# What the exercise asks
State how many lines in the entries below contain the string "chrome", treating uppercase and lowercase as distinct. Give only the number.

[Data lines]
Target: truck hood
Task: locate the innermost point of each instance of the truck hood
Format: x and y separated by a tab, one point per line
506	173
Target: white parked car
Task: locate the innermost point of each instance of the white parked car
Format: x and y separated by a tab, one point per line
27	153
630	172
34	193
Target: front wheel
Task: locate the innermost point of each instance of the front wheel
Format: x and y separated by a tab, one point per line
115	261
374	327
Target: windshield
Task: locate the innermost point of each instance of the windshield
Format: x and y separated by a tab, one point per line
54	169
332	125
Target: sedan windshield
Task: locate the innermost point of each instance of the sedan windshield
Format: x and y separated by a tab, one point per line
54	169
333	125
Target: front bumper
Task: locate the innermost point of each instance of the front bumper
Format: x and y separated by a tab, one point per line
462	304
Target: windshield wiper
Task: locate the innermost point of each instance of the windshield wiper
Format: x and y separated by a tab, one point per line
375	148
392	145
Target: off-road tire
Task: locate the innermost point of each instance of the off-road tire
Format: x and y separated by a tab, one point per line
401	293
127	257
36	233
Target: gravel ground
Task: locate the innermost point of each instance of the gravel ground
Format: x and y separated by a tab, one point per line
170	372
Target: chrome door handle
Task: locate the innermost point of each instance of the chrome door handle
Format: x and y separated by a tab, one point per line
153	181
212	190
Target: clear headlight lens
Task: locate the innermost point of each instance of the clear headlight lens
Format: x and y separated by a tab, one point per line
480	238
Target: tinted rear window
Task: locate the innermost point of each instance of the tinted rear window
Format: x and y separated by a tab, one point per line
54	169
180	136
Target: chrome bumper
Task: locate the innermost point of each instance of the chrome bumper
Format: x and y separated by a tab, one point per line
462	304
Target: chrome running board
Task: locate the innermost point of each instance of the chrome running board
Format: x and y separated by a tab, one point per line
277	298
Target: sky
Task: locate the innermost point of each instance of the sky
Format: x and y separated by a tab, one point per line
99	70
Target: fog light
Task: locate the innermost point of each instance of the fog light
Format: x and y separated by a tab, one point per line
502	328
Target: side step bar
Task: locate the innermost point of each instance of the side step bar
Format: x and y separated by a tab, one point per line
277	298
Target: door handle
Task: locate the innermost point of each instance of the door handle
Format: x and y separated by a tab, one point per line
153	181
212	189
==
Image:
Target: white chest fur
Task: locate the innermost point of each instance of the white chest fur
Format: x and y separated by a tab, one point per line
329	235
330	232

# Response
6